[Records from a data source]

::::::::::

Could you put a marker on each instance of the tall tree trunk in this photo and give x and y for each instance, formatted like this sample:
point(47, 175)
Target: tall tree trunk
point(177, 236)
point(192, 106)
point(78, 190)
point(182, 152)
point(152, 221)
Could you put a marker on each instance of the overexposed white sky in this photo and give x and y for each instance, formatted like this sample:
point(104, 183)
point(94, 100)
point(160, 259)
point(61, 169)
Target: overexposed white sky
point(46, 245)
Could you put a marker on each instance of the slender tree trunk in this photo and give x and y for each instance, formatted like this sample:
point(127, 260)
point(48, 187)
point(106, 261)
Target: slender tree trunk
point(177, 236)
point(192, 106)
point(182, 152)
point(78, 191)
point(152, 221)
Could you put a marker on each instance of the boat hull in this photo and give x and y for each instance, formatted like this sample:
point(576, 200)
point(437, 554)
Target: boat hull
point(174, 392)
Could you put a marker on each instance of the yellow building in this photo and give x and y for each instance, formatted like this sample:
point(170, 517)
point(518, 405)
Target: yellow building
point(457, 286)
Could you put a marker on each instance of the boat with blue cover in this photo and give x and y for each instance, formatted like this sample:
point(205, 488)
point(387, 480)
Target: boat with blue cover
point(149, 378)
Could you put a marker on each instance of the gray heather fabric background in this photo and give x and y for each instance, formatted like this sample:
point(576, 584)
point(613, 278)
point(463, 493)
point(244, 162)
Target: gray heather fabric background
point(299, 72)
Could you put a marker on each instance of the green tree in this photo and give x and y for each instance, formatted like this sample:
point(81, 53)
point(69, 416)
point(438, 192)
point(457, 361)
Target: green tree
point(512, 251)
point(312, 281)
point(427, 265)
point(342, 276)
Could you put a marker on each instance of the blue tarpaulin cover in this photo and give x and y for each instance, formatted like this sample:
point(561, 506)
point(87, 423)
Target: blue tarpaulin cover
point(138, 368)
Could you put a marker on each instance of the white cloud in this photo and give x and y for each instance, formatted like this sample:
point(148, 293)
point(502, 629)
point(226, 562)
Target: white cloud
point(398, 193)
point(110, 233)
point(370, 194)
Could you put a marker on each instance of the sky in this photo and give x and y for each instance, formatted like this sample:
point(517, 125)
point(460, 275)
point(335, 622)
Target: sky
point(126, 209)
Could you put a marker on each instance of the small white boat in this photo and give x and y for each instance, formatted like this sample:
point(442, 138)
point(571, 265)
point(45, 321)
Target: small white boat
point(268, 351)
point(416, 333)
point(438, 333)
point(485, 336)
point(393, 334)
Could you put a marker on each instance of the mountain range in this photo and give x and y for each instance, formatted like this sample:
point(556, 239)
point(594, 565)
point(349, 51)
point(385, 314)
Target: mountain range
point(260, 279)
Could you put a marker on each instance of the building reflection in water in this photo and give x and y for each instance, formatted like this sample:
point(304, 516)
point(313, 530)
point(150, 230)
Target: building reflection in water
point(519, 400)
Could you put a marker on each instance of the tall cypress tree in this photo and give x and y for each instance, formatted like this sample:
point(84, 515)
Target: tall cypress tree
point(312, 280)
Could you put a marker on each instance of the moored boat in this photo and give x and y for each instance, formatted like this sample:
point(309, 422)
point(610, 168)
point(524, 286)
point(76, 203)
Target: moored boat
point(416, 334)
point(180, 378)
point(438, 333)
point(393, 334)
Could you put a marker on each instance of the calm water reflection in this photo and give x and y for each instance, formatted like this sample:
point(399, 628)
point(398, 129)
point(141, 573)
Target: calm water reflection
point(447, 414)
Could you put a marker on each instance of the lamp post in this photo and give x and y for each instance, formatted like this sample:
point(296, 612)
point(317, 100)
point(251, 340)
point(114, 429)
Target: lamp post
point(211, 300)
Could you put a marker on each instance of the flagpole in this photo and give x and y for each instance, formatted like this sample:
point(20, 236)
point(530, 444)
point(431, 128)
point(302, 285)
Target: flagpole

::::::::::

Where in the records above does the word "flagpole" appear? Copy each line that holds it.

Could you put a marker on each instance of the flagpole in this photo and give x and y for each instance, formatted like this sample:
Target: flagpole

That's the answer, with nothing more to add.